PROVIDED PASSAGE →
+++

# How can I get rid of the accumulated fat around my sides



## Tixyan (Feb 8, 2012)

Hi all,

I hope that somebody can help me.

I am a 26 year old female struggling to lose fat from my sides and achieve definition.

So far I have tried squats using weights, running, stepper and cross trainer with no results and I am now convincing myself that I'll have to live with them forever and the only answer seems to be the liposuction but I don't want to put my life at risk by doing that. I would like to lose the fat in a natural way.

I need somebody expert who has seen real results on other women to suggest me an exercise that can be really effective.

Looking forward to hearing from any1 who has an answer to my problem!

Thank you


----------



## justheretosnoop (Jun 15, 2012)

Hi and welcome to the forum!

Let me start by saying you can't 'spot' reduce fat i.e. you can't remove fat from one target area only. Fat loss is a gradual, all over process achieved through lifting, cardio and diet.

Perhaps you could give us a breakdown of your daily food consumption, stats (height/weight etc) and current training programme?

+++

Data taken from a collection:
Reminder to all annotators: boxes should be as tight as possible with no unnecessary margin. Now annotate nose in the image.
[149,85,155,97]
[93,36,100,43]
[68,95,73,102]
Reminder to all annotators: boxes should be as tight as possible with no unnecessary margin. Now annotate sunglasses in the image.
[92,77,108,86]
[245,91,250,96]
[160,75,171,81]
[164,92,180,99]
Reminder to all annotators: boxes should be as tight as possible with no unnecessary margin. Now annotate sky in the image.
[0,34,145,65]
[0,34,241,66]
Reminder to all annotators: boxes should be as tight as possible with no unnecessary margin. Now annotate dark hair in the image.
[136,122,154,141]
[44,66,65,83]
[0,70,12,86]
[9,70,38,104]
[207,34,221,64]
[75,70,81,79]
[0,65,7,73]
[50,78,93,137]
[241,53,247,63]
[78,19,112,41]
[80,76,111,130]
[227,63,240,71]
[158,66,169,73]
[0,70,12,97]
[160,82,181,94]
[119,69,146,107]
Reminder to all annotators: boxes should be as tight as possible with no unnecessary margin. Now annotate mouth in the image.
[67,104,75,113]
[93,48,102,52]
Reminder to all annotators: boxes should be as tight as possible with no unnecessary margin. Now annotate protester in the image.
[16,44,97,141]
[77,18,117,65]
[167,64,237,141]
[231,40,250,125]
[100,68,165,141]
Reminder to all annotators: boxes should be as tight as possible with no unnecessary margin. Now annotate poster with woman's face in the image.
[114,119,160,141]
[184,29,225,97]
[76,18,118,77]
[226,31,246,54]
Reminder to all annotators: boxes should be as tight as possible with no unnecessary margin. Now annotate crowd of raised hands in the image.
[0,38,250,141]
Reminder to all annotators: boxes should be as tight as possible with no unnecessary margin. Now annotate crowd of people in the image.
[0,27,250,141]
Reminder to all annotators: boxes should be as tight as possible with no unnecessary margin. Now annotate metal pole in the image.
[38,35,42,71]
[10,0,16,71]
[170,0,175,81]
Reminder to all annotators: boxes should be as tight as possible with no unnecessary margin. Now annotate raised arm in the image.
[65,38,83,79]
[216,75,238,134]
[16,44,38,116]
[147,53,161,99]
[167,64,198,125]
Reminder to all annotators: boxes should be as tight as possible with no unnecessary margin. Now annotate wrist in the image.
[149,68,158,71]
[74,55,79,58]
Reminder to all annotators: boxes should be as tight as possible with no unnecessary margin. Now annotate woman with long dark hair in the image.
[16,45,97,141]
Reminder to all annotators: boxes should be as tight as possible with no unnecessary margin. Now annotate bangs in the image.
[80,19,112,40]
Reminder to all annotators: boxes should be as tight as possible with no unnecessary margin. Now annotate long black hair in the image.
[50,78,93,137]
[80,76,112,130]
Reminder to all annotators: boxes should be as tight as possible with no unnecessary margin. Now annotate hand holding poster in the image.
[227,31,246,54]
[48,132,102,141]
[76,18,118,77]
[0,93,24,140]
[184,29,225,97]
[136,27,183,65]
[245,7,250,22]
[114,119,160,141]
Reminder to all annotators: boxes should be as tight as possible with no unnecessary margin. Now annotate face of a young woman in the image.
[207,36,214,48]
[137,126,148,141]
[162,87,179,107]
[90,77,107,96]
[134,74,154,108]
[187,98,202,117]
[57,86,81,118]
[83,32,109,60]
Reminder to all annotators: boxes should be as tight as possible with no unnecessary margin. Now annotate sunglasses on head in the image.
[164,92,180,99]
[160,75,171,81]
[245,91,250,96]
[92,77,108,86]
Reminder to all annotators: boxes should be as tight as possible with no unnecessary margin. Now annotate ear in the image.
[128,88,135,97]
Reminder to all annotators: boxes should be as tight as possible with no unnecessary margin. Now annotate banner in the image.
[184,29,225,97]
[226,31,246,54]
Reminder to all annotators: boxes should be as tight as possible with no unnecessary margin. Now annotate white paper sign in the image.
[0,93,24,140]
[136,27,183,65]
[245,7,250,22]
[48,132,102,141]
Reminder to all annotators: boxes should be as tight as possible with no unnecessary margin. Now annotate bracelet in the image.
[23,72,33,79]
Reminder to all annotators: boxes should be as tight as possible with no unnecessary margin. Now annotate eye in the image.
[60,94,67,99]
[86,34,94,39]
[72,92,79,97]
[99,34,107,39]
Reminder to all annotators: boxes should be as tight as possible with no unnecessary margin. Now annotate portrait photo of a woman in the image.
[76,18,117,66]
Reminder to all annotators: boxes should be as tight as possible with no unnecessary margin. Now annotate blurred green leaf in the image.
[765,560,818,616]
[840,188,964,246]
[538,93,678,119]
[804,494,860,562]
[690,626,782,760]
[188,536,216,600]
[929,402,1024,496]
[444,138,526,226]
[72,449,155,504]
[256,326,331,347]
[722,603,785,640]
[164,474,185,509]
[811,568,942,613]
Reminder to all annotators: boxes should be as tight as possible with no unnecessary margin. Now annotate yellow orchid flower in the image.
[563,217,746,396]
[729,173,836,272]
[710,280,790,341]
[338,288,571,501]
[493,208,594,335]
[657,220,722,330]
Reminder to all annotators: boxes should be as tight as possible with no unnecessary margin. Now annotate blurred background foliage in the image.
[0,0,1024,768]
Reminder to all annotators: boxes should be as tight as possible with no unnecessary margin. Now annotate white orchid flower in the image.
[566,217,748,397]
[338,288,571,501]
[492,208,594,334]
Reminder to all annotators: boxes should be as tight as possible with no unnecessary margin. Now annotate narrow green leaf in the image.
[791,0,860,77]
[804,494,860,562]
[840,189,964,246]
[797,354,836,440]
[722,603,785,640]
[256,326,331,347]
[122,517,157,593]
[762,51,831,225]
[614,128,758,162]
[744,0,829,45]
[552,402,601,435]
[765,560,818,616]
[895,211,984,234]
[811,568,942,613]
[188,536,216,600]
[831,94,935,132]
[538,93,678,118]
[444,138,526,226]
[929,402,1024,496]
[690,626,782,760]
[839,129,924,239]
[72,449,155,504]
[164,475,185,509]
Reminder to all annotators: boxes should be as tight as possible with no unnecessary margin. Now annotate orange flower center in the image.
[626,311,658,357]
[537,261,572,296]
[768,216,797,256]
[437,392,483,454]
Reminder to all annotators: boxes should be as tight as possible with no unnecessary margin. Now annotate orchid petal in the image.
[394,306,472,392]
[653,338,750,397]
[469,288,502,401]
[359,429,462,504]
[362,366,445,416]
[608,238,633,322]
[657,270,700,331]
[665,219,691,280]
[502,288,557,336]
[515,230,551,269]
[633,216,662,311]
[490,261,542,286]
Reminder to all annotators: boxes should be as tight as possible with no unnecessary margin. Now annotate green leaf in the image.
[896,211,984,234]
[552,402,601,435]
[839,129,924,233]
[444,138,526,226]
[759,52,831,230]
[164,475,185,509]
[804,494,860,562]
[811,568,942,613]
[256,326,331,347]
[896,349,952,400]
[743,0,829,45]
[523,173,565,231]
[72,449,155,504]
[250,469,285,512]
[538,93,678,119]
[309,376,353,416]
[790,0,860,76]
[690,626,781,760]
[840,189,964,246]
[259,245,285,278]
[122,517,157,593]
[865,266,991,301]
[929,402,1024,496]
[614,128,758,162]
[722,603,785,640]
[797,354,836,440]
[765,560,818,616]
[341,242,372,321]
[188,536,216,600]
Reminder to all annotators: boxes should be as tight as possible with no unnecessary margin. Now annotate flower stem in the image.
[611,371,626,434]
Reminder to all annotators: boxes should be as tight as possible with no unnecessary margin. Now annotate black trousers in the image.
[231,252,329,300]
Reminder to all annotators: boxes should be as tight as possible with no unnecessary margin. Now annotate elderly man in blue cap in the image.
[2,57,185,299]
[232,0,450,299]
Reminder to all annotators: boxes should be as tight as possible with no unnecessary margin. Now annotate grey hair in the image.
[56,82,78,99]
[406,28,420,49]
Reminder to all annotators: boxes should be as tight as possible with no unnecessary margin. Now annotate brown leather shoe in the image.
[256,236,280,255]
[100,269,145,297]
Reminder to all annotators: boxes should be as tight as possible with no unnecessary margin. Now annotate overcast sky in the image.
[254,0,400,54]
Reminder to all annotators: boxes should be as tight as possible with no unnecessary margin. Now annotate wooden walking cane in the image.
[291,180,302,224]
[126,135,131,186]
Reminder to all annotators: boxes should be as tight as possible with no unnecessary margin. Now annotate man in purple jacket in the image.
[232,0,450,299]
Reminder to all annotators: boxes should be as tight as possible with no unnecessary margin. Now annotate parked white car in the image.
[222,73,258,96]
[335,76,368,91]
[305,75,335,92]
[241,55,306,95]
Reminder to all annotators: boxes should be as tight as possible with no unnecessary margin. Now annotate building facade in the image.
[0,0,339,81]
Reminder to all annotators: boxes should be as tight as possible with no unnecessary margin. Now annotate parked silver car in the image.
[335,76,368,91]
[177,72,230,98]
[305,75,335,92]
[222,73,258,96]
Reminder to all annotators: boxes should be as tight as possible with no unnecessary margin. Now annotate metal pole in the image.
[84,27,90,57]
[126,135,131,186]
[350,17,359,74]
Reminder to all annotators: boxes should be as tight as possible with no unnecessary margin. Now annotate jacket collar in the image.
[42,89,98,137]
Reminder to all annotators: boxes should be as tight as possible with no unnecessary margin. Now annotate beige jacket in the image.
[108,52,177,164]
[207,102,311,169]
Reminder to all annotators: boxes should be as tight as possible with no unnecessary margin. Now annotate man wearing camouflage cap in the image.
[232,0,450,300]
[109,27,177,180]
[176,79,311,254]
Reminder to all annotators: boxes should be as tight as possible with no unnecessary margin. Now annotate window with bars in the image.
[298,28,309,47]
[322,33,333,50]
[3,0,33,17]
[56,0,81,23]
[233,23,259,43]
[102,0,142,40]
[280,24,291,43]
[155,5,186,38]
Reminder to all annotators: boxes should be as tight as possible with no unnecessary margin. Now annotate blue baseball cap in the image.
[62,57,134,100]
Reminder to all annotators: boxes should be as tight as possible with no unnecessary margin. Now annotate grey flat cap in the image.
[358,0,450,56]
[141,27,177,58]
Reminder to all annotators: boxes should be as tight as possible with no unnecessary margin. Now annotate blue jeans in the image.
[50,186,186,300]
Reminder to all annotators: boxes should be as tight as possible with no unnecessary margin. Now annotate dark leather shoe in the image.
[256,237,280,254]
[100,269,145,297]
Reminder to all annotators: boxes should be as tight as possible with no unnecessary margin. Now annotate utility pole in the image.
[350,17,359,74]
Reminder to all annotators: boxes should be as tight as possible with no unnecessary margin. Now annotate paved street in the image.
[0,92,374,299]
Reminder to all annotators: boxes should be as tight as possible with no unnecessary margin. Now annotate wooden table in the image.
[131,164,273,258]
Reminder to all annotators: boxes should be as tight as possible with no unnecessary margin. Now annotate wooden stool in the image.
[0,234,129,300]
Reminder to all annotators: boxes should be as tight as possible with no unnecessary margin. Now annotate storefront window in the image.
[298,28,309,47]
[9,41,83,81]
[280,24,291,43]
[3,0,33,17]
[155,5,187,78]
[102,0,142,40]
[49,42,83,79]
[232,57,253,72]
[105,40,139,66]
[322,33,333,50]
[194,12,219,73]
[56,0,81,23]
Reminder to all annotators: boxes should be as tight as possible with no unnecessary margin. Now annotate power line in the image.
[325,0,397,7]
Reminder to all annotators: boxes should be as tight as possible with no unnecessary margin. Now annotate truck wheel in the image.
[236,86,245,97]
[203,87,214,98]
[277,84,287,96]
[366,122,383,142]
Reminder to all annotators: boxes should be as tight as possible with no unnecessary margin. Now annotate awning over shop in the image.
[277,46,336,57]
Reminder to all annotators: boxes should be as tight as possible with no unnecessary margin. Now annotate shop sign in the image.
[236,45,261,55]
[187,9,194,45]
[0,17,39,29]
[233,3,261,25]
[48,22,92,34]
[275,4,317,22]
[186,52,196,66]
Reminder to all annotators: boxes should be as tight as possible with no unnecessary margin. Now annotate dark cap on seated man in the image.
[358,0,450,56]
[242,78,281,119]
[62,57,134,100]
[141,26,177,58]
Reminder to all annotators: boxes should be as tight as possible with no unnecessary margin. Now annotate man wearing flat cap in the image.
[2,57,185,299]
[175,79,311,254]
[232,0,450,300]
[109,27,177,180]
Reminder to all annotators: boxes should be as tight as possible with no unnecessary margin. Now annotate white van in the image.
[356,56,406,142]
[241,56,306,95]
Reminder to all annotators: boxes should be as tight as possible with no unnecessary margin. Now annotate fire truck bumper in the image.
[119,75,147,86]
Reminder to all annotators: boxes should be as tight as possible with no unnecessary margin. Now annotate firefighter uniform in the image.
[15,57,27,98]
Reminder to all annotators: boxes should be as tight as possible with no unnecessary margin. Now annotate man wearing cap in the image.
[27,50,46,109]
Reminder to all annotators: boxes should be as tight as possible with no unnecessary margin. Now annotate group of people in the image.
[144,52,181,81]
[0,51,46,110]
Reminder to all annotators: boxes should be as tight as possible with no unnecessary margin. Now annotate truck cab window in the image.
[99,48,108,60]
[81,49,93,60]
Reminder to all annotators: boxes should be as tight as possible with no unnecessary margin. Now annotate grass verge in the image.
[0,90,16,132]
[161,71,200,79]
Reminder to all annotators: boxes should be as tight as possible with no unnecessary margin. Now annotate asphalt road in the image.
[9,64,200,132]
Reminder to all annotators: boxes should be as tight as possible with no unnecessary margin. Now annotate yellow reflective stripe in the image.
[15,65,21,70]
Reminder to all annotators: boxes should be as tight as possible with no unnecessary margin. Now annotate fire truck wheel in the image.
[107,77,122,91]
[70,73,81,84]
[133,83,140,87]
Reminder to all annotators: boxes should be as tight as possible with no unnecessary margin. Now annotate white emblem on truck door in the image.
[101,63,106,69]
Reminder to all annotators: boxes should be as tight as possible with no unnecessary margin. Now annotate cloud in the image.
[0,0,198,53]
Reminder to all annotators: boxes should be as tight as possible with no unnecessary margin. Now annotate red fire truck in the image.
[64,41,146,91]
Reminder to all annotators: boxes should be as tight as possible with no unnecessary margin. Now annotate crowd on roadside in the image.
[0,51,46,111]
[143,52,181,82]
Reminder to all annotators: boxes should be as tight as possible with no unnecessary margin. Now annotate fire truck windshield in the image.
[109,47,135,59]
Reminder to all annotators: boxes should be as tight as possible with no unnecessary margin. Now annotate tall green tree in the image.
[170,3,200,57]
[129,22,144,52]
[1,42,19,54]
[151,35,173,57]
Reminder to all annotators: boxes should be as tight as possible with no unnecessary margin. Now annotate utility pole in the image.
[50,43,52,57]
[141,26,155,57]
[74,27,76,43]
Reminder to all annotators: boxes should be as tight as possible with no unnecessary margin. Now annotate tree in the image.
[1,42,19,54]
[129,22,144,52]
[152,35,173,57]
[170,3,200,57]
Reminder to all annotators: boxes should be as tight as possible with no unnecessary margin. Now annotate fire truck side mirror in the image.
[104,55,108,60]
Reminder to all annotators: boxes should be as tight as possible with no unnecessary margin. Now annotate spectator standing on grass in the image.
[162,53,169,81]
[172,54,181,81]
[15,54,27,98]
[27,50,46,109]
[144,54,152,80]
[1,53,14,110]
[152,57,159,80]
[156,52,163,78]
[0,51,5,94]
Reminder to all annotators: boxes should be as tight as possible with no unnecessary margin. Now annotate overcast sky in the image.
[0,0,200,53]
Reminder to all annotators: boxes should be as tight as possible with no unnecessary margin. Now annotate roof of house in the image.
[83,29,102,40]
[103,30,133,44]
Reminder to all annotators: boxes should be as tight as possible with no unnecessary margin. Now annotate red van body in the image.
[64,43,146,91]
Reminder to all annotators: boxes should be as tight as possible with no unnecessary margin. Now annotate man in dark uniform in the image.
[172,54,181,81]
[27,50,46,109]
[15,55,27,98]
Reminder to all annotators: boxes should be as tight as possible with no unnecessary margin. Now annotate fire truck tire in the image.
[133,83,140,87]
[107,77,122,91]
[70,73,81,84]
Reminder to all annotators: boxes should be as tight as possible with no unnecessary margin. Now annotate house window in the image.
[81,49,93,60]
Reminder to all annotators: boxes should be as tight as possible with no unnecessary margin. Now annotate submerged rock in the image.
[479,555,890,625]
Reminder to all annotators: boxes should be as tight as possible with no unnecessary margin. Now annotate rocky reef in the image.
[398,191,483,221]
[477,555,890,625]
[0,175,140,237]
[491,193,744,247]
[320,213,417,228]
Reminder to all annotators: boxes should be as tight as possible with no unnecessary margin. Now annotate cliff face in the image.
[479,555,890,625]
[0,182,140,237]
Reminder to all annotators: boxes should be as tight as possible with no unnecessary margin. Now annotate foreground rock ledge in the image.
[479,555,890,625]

+++

WHAT IS BEING ASKED → According to the forum thread, what three things achieve fat loss? Answer from the forum thread alone, not from the listing.

TASK RESPONSE → Lifting, cardio and diet.